- **Explore the material**:
1. In the text about Chinese workers' health, which substances are communities that recycle electronic waste exposed to?
2. Translate this sentence from the text about Chinese workers' health into Spanish: "Since last year, there has been an explosion of lead poisoning cases close to smelting plants."
3. Please carry on the text about Chinese workers' health after its final sentence.

Study text below:

Chinese workers paying the price for economic boom with their health


Whether China's claim that they are moving faster to reform the situation than any other country at this stage is debatable though every country has been through this. My father had an uncle who died when he was thirty years old after working in a battery factory in Philadelphia back before WWII. The toxic fumes killed him and others who were employed there.

Terribly sad story out of China these days and you have to wonder about the health care these workers are receiving.
Since last year, there has been an explosion of lead poisoning cases close to smelting plants. Studies have shown that communities that recycle electronic waste are exposed to cadmium, mercury and brominated flame retardants. Elsewhere, there have been protests against chemical factories that are blamed for carcinogens that enter water supplies and the food chain.

End of Study text.
Input data below:

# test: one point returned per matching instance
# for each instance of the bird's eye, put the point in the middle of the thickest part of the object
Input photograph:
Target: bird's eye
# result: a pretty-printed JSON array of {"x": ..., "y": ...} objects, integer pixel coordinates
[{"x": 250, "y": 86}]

End of Input data.

- **Response list**:
1. Cadmium, mercury and brominated flame retardants.

2. Desde el año pasado, ha habido una explosión de casos de intoxicación por plomo cerca de las plantas de fundición.

3.
Nationwide, cancer rates have surged since the 1990s to become the nation's biggest killer. In 2007, the disease was responsible for one in five deaths, up 80% since the start of economic reforms 30 years earlier.

While the government insists it is cleaning up pollution far faster than other nations at a similar dirty stage of development, many toxic industries have simply been relocated to impoverished, poorly regulated rural areas.

Chinese farmers are almost four times more likely to die of liver cancer and twice as likely to die of stomach cancer than the global average, according to study commissioned by the World Bank. The domestic media is increasingly filled with reports of "cancer villages" - clusters of the disease near dirty factories.